# Why can't I find the "any good jokes" section.



## Dave7 (28 Mar 2020)

Its part of the General Chat section but if I scroll back 5 pages it still doesn't appear. Yet it is a popular section so theoretically it should be on page 1 ??
The only way I can find it is by using 'search' and even then it takes several attempts and doesn't take me to the last page.


----------



## alicat (28 Mar 2020)

'Cos we've run out. You're welcome. I'll get me coat. 

More practically, you could make it a watched thread and then use the drop down arrow to find it.


----------



## derrick (28 Mar 2020)

Dave7 said:


> Its part of the General Chat section but if I scroll back 5 pages it still doesn't appear. Yet it is a popular section so theoretically it should be on page 1 ??
> The only way I can find it is by using 'search' and even then it takes several attempts and doesn't take me to the last page.


It may have been renamed.as people dont seem to now what a good joke is.🤣🤣


----------



## vickster (28 Mar 2020)

If you can’t find that one, plenty of other threads about jokes 
https://www.cyclechat.net/search/28...=1&c[nodes][0]=16&c[title_only]=1&o=relevance


----------



## Dave7 (28 Mar 2020)

alicat said:


> 'Cos we've run out. You're welcome. I'll get me coat.

• [Extracted records]
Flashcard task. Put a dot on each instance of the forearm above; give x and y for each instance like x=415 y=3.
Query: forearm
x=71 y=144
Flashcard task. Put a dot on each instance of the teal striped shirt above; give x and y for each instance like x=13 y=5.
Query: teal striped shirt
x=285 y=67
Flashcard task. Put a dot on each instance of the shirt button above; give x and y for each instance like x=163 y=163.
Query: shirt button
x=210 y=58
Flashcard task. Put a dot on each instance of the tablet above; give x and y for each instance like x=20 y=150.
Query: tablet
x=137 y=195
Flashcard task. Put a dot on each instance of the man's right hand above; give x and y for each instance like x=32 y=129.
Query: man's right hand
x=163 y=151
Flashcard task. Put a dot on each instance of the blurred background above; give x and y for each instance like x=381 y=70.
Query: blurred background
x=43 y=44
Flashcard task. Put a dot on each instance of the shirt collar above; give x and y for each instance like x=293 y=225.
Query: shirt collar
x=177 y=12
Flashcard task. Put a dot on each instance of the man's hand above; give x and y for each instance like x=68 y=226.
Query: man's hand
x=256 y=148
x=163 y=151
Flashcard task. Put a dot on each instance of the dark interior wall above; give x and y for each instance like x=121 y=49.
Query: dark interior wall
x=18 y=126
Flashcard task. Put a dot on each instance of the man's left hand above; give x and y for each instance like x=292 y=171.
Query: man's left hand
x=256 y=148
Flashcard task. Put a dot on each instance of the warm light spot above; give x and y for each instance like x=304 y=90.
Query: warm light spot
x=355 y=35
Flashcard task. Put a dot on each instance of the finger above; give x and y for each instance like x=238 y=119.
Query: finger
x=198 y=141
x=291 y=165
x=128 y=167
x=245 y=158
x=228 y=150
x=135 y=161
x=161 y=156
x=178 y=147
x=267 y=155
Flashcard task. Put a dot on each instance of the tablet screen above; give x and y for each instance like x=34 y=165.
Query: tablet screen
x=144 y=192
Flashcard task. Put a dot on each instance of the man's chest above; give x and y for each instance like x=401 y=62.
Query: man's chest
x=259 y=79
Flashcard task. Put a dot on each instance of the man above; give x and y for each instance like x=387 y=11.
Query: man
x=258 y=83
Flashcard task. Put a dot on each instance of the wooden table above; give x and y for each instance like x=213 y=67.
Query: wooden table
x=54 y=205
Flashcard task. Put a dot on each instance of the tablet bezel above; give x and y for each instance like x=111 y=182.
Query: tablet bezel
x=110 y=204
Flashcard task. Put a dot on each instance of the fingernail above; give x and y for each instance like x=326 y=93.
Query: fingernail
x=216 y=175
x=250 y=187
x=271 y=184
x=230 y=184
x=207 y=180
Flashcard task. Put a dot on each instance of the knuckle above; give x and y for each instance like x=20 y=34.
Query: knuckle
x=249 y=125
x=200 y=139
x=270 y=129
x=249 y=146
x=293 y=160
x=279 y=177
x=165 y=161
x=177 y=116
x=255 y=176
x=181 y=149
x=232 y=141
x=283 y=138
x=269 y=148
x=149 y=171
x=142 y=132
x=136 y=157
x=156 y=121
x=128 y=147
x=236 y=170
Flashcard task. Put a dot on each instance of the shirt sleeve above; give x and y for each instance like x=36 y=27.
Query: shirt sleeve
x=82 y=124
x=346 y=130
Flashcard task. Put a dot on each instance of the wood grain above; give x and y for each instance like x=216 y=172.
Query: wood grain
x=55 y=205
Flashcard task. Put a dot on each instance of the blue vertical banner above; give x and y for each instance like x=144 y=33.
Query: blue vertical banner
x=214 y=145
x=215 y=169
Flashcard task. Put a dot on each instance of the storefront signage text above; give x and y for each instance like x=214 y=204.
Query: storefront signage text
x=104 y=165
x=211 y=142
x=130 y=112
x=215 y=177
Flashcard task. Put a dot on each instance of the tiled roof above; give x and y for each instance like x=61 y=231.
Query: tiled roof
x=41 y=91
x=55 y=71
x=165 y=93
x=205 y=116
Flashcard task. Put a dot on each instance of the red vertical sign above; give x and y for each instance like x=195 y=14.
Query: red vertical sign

• [Exercise requirements]
1. Name each distinct user who posts in the forum thread about finding the jokes section.
2. Shorten the paragraph of the forum thread about the jokes section that begins "Its part of the General Chat section" while keeping its main facts.
3. Continue the forum thread about the jokes section from where it stops.
The listing has no role here.

• [Responses in order]
1. Dave7, alicat, derrick, vickster

2. The jokes thread belongs to General Chat but doesn't show up even five pages back, although its popularity suggests it should be on page 1. Search is the only way to find it, which takes several tries and doesn't lead to the last page.

3.
> 
> More practically, you could make it a watched thread and then use the drop down arrow to find it.


I have never used the watched thread thingy......I will try that.


----------



## Mo1959 (28 Mar 2020)

Showing up for me ok.


----------



## Poacher (28 Mar 2020)

It's been closed temporarily so that the mods can go through it and remove duplicates.
Should just about halve the size.


----------



## Dave7 (28 Mar 2020)

Mo1959 said:


> Showing up for me ok.


How do you get to it ? Do you scroll down or search?


----------



## Dave7 (28 Mar 2020)

Poacher said:


> It's been closed temporarily so that the mods can go through it and remove duplicates.
> Should just about halve the size.


I think the duplicates are the best part as I often dont 'get it' the 1st time but after 3 or 4 reads it clicks


----------



## Mo1959 (28 Mar 2020)

Dave7 said:


> How do you get to it ? Do you scroll down or search?


If I go into the Cafe-General Chat and scroll down it's showing as around half way down the page for me.


----------



## Dave7 (28 Mar 2020)

Mo1959 said:


> If I go into the Cafe-General Chat and scroll down it's showing as around half way down the page for me.


1st page ?
What is it actually called on there?


----------



## Mo1959 (28 Mar 2020)

Dave7 said:


> 1st page ?
> What is it actually called on there?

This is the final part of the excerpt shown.